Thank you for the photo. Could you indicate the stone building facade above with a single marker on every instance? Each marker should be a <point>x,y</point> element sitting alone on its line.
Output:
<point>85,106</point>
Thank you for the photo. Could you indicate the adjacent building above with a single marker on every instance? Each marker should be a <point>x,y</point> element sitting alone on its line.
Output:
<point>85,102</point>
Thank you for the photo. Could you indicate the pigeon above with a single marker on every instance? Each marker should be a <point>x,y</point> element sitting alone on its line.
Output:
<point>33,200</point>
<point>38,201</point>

**Task objective:** Begin with the line containing "Thank you for the photo. Could you indicate the adjacent" and retype it and each line after it through the end of the records, keeping them exact and including nothing more.

**Solution for this exercise:**
Thank you for the photo. Could you indicate the adjacent building above with a single marker on every instance? Each marker should be a <point>x,y</point> element sitting alone on its line.
Output:
<point>85,102</point>
Thank you for the photo. Could you indicate the pigeon above with a single marker on every instance? Each marker should be a <point>x,y</point> element sitting alone on its line.
Output:
<point>33,200</point>
<point>38,201</point>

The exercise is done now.